Things to do –
#1 From the forum post about parsing inner HTML tables, return everything from "1st Inner table" down to "2 nd table.", unchanged.
#2 In the forum post about parsing inner HTML tables, how would you shorten the paragraph beginning "When looping through the Main HTML table" while keeping its main facts?

Source document –

Parse inner HTML tables to a DataTable issue from a web page

Hi All,

         I need to parse inner HTML tables from a web page and I am using HTML Agility pack for it. Here is my HTML table and C# code.
Here is the issue. I have 3 Inner HTML tables.

1st Inner table - 3 rd level
2 nd HTML table  - 3 rd level
3 rd HTML table - 2 nd Level

When looping through the Main HTML table, it has to stop at the third level and has to populate the DataTable as there is the first inner table. But instead it's going to the next level and populating the table.

Same thing with the 2 nd table.

For 3 HTML table, it has to come out the 3 rd loop and has to populate the DataTable.

Can someone guide me, where exactly i ma doing mistake in my code and what is the error.

Dataset records on object locations:
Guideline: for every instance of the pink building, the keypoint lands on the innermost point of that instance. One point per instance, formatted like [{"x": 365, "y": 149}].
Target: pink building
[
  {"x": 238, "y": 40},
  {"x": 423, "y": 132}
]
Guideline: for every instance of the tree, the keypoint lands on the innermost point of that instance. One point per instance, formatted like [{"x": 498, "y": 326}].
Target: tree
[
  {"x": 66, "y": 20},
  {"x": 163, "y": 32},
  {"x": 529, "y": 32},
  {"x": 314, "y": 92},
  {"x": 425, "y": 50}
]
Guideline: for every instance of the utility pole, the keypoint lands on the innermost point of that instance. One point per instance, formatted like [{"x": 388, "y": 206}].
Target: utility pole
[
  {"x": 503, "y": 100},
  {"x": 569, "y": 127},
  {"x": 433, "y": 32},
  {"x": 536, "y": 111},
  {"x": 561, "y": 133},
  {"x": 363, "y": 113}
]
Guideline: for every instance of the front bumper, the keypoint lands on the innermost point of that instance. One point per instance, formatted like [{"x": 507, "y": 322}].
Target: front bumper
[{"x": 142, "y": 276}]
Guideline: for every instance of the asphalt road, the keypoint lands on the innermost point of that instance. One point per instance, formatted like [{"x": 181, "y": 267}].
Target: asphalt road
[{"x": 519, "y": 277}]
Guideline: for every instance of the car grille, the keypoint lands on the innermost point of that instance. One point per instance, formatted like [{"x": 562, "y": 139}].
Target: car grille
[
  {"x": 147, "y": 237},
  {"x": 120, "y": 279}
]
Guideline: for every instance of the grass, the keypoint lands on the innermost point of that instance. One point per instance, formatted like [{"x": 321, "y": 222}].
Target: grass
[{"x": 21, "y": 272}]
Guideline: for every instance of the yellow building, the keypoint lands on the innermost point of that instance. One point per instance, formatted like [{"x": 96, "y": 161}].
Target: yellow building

Full answers –
#1
1st Inner table - 3 rd level
2 nd HTML table  - 3 rd level
3 rd HTML table - 2 nd Level

When looping through the Main HTML table, it has to stop at the third level and has to populate the DataTable as there is the first inner table. But instead it's going to the next level and populating the table.

Same thing with the 2 nd table.

#2 The loop through the main HTML table should stop at the third level, where the first inner table is, and populate the DataTable. Instead, it goes on to the next level and populates the table.